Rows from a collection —

>> START

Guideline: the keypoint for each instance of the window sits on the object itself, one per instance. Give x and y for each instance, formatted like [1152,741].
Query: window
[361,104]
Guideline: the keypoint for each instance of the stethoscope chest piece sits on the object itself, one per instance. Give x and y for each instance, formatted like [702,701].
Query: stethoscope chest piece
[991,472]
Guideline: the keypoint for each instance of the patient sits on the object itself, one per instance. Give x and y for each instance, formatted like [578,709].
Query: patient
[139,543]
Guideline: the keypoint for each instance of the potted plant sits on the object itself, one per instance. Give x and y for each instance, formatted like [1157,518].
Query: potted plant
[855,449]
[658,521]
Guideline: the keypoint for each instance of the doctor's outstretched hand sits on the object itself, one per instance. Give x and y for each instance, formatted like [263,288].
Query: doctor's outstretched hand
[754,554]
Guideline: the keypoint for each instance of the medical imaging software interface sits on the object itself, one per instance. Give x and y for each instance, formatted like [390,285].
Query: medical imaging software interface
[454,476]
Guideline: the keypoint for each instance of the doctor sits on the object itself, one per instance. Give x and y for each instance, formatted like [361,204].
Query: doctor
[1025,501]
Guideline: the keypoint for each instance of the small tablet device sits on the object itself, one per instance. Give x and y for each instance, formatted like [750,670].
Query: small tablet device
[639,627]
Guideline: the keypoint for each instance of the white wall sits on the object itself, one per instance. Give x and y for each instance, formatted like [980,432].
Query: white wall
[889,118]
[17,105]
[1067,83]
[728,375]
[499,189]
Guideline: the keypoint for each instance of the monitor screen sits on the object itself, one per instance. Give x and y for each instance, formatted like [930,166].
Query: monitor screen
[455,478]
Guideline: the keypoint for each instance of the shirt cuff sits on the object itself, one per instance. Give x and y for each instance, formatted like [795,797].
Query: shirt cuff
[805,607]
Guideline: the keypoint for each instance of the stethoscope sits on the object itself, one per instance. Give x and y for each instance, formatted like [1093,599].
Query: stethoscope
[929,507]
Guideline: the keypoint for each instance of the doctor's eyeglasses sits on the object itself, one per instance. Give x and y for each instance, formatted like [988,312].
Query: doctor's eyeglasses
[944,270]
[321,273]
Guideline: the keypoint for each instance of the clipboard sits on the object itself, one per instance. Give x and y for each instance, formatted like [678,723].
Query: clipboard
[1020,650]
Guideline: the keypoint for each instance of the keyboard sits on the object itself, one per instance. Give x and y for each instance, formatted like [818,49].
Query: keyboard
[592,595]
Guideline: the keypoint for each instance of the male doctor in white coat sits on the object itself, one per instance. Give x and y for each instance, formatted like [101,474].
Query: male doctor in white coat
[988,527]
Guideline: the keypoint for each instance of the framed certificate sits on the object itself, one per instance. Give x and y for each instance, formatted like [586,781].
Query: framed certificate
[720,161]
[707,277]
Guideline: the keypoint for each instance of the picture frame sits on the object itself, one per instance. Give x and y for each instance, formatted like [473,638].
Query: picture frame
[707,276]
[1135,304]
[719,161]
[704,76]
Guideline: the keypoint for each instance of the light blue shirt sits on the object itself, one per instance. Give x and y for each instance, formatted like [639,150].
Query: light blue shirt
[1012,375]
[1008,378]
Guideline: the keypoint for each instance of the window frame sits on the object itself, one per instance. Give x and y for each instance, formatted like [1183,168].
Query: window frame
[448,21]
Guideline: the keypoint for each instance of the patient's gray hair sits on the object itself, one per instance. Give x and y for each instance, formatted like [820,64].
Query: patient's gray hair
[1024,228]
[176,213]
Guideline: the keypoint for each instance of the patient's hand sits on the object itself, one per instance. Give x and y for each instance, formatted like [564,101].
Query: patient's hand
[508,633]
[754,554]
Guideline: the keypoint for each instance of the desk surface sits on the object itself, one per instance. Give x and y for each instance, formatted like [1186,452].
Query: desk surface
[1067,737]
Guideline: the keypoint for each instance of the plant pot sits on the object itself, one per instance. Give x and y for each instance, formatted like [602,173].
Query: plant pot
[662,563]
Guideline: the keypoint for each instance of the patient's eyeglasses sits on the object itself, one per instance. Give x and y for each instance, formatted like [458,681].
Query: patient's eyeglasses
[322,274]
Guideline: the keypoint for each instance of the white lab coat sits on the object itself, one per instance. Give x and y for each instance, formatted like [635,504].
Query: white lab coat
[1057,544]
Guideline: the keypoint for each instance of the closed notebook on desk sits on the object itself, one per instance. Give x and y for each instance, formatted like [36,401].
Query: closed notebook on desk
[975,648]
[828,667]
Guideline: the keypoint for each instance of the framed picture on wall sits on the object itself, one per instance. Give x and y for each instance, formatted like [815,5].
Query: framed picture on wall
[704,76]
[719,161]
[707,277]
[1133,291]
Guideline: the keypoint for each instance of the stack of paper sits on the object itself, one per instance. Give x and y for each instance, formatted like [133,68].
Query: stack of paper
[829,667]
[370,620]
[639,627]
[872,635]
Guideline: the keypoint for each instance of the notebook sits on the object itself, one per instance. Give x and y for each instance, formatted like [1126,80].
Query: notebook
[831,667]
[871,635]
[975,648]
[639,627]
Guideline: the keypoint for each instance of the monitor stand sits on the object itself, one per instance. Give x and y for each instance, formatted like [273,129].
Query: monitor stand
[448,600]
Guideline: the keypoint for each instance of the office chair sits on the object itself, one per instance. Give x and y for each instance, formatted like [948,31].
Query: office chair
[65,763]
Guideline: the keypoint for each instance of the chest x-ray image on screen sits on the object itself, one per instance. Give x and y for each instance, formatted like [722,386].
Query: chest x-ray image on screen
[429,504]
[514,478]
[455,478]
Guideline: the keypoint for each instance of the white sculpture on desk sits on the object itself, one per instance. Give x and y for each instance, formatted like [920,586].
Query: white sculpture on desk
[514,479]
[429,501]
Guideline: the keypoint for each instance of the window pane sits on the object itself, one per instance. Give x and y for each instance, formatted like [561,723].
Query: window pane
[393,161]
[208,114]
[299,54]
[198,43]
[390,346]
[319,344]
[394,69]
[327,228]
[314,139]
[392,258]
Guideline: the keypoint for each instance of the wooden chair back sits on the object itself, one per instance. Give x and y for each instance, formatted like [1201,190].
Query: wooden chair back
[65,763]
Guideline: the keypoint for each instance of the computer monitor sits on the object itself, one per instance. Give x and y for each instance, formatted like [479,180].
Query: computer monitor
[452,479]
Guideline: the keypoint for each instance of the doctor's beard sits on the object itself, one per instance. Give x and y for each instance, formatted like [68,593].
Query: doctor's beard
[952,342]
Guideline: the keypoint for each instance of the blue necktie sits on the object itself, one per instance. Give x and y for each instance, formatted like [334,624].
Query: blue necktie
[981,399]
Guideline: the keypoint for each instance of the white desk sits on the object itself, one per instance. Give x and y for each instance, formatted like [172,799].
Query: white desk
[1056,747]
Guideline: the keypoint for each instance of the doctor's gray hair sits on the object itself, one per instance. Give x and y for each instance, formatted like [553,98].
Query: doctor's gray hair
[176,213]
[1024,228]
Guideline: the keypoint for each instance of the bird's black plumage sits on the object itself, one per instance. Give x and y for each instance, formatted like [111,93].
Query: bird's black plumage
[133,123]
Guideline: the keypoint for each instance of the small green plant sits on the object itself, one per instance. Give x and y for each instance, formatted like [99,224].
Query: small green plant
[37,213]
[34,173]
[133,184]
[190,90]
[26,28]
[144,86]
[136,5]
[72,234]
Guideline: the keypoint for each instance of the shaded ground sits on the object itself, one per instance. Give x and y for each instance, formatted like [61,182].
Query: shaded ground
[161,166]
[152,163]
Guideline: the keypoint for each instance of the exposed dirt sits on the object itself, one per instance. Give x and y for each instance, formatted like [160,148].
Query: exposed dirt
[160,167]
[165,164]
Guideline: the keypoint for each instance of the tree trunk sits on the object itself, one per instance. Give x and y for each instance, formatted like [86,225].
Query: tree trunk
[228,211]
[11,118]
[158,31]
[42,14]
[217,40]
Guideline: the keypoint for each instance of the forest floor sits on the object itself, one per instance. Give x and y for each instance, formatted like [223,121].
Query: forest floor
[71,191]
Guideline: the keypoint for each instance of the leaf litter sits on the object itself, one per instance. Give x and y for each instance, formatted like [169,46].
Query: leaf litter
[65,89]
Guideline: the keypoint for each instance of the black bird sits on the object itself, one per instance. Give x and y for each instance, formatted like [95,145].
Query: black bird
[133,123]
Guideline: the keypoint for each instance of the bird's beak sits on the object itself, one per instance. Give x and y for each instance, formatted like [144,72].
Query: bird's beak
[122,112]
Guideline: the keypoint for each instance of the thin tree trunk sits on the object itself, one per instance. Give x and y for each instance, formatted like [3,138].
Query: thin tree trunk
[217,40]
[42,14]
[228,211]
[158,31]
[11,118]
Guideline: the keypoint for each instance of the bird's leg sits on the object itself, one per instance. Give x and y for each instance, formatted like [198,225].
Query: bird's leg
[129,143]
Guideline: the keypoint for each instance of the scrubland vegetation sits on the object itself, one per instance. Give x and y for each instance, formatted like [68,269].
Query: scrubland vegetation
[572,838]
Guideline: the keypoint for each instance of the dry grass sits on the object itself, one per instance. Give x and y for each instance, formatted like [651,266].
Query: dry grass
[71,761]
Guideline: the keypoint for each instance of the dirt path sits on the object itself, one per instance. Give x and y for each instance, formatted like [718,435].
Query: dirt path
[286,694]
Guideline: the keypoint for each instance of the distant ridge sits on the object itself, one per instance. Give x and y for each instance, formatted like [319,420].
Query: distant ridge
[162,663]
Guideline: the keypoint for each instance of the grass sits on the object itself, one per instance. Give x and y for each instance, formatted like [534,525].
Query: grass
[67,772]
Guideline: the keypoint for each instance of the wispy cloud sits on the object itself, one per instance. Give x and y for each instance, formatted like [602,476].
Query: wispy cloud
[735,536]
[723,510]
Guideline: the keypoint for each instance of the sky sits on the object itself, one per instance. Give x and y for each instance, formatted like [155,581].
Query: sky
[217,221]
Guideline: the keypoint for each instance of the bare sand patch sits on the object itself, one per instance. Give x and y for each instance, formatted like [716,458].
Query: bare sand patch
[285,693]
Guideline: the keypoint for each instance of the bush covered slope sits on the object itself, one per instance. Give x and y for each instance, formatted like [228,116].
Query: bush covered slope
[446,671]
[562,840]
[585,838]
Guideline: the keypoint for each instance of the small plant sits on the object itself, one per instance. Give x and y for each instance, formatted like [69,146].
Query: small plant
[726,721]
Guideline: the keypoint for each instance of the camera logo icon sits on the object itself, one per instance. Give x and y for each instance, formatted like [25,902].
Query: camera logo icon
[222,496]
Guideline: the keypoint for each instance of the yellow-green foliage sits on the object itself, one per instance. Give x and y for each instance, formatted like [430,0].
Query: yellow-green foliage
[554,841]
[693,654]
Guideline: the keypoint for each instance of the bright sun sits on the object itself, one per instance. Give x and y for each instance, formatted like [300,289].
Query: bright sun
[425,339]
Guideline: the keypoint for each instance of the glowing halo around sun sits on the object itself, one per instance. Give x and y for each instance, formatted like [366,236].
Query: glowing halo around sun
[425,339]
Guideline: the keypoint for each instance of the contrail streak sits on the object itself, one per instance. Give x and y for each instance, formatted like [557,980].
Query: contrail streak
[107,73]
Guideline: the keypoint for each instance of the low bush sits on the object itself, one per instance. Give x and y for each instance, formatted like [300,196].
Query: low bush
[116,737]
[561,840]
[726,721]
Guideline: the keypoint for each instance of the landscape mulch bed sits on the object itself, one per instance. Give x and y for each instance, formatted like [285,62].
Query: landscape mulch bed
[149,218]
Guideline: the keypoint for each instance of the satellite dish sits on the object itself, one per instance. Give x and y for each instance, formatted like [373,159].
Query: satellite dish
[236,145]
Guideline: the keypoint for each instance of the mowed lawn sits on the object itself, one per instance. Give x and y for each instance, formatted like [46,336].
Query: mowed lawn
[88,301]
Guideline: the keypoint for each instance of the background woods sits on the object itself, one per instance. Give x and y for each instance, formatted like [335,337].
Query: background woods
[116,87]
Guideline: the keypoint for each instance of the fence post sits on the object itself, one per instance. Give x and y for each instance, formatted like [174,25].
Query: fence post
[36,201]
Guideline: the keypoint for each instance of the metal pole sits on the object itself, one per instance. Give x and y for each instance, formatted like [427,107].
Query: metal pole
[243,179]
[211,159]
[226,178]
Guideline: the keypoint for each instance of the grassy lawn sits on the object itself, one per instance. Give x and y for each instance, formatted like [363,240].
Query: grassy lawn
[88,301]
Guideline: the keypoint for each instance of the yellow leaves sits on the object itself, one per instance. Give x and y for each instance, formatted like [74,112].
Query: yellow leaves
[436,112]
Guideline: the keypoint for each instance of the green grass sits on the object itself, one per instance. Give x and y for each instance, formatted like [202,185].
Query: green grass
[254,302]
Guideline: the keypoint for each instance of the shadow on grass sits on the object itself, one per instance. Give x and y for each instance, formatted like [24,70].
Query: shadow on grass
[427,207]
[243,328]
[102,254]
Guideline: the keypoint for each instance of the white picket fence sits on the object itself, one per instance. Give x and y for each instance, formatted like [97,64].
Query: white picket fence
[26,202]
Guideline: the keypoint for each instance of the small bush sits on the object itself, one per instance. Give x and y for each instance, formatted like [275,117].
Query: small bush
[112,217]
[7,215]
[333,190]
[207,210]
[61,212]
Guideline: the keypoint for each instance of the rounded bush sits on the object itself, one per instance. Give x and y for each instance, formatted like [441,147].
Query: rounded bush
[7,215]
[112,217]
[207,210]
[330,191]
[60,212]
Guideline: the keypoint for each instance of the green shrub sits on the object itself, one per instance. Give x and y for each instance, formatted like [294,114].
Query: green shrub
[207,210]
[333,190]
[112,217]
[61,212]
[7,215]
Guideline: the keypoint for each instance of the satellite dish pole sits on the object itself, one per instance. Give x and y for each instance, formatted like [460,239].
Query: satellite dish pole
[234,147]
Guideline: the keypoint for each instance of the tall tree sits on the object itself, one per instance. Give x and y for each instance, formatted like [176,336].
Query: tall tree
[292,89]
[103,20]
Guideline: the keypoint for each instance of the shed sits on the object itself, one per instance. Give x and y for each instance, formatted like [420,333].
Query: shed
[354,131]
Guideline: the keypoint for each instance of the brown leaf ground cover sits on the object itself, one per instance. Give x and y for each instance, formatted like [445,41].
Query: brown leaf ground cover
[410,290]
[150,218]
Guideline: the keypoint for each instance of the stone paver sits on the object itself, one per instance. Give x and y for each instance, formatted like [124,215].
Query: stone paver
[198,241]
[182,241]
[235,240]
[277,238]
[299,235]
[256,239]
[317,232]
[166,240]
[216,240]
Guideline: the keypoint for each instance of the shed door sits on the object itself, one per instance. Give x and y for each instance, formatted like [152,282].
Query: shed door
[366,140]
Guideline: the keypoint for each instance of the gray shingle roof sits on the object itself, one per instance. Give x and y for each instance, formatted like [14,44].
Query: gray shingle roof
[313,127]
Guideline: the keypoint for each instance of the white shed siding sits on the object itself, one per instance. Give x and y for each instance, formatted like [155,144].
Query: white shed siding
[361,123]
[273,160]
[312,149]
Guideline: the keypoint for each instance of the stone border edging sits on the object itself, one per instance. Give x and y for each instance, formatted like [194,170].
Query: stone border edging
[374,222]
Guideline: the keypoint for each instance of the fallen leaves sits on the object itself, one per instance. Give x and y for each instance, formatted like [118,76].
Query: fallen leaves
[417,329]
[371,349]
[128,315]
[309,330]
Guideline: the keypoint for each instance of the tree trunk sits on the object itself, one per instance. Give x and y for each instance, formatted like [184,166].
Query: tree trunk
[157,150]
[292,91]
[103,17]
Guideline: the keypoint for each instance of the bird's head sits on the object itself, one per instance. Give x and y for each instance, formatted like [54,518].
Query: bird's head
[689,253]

>> END

Problem — Rewrite the rows from the line with "Guideline: the keypoint for each instance of the fallen" through the end of the rows, putting "tree stump" in place of "tree trunk" and leaving everything else unchanged.

Written answer —
Guideline: the keypoint for each instance of the fallen leaves sits on the object itself, one per instance. Give x and y for each instance, formatted like [118,76].
Query: fallen leaves
[417,329]
[371,349]
[128,315]
[309,330]
Guideline: the keypoint for each instance of the tree stump sits on the object itself, one per instance. Give x and y for each instance, formatted like [184,166].
Query: tree stump
[157,150]
[292,91]
[103,17]
Guideline: the keypoint for each instance of the bird's head sits on the object itself, one per instance. Give x and y for each instance, formatted like [54,518].
Query: bird's head
[689,253]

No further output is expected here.